──────── PASSAGE TO READ ────────

Inktober and Restrictions

Last year I tried doing Inktober, that online art challenge where you create an ink drawing every day in the month of October. I got about three days into it before something else claimed my time and I didn’t want to spend the time catching up. This year is different, in part, because I have a clearer focus than last time. Things (like paid work and deadlines) still claim my time and with less than half the month left to go, I’m still behind schedule. But this new focus keeps bringing me back.
What is so different from last year? First off, I now follow Jake Parker, the originator of Inktober, on Instagram and I got the official prompt list well in advance. If I had been a diligent monkey, I would have started conceptualizing back in September, but I didn’t. Secondly, I decided to go into the challenge with a goal in mind — improve my skills in drawing faces and hands.

 


My scattershot approach to subject matter is obvious in the first five days. But the portrait of Eric Idle as Sir Robin (day 5 – chicken) set me off in a new direction. Still focusing on faces, but not so much on hands, I realized that movies were a great source of reference material. I can work with the title, like Whale Rider (day 12 – whale), a scene, like from Tom Jones (day 6 – drooling), a character, like Bella Swan (upcoming day 15 – weak), an actor, like Andy Sirkis (day 9 – precious), etc.

──────── PROVIDED INFORMATION ────────

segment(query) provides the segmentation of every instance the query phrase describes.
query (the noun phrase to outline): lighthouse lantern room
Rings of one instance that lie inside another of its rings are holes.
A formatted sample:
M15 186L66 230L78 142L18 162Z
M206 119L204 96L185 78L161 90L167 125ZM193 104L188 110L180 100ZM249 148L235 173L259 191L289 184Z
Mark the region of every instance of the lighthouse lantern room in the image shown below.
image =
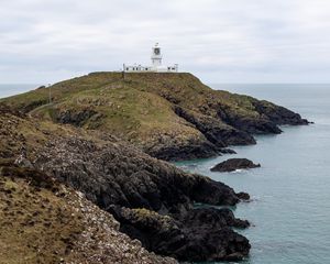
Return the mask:
M151 72L151 73L177 73L178 72L178 65L172 65L172 66L163 66L162 65L162 51L161 47L158 45L158 43L156 43L153 47L152 47L152 66L142 66L142 65L132 65L132 66L128 66L128 65L123 65L123 70L127 73L141 73L141 72Z

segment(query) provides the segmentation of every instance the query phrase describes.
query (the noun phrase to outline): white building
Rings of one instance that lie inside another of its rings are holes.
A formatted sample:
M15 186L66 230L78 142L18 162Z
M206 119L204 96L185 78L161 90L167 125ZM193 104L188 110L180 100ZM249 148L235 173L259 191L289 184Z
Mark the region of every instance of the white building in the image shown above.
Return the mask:
M139 73L139 72L151 72L151 73L177 73L178 65L163 66L162 65L162 53L158 43L152 47L152 66L142 65L123 65L123 70L127 73Z

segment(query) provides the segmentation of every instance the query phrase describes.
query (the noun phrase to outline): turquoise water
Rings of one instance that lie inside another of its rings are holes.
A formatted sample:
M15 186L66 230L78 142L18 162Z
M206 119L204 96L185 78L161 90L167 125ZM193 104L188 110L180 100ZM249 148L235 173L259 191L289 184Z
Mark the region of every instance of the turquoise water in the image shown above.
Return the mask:
M0 98L37 85L0 85ZM233 147L237 155L178 163L248 191L252 202L234 209L254 227L240 231L252 244L244 264L330 263L330 85L221 85L226 89L267 99L315 121L285 127L280 135L257 138L257 145ZM209 168L229 157L248 157L262 167L218 174Z
M40 85L31 85L31 84L23 84L23 85L0 85L0 98L14 96L18 94L22 94L32 89L35 89Z
M283 134L257 136L257 145L233 147L237 155L177 165L252 196L252 202L234 208L237 217L254 226L241 231L252 244L244 264L330 263L330 85L217 88L277 102L315 124L283 127ZM224 174L209 170L233 156L251 158L262 167Z

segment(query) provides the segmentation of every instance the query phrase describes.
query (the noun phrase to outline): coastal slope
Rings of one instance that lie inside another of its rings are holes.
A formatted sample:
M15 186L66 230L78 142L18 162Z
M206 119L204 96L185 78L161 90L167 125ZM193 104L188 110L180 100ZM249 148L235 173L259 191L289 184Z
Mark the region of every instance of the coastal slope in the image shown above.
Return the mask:
M80 191L146 250L179 261L242 260L249 254L248 239L233 230L248 228L248 221L228 209L194 208L195 202L237 205L242 194L229 186L185 173L101 131L36 120L3 105L0 113L0 160L9 160L15 172L32 170ZM213 246L216 241L221 243ZM128 249L135 249L130 243Z
M280 133L280 124L308 123L185 73L92 73L1 101L42 120L110 133L166 161L219 155L230 145L255 144L254 134Z

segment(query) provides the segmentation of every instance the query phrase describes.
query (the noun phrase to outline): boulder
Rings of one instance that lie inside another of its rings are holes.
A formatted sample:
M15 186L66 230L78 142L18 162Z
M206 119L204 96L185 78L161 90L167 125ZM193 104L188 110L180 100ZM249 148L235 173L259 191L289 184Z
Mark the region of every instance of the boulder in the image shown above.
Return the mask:
M211 168L211 172L234 172L237 169L255 168L260 166L260 164L254 164L248 158L229 158L222 163L217 164Z

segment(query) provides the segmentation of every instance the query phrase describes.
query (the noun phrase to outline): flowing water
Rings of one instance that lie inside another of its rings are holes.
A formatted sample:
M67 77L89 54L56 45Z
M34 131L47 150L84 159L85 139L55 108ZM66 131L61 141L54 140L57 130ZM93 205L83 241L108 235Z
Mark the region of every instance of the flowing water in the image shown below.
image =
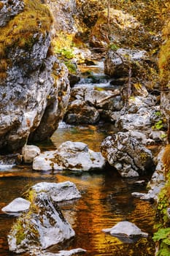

────────

■ **EXERCISE**:
Write out the Inktober post in full, word for word. This data was taken from a separate source.

■ **FULL SOLUTION**:
Inktober and Restrictions

Last year I tried doing Inktober, that online art challenge where you create an ink drawing every day in the month of October. I got about three days into it before something else claimed my time and I didn’t want to spend the time catching up. This year is different, in part, because I have a clearer focus than last time. Things (like paid work and deadlines) still claim my time and with less than half the month left to go, I’m still behind schedule. But this new focus keeps bringing me back.
What is so different from last year? First off, I now follow Jake Parker, the originator of Inktober, on Instagram and I got the official prompt list well in advance. If I had been a diligent monkey, I would have started conceptualizing back in September, but I didn’t. Secondly, I decided to go into the challenge with a goal in mind — improve my skills in drawing faces and hands.

 


My scattershot approach to subject matter is obvious in the first five days. But the portrait of Eric Idle as Sir Robin (day 5 – chicken) set me off in a new direction. Still focusing on faces, but not so much on hands, I realized that movies were a great source of reference material. I can work with the title, like Whale Rider (day 12 – whale), a scene, like from Tom Jones (day 6 – drooling), a character, like Bella Swan (upcoming day 15 – weak), an actor, like Andy Sirkis (day 9 – precious), etc.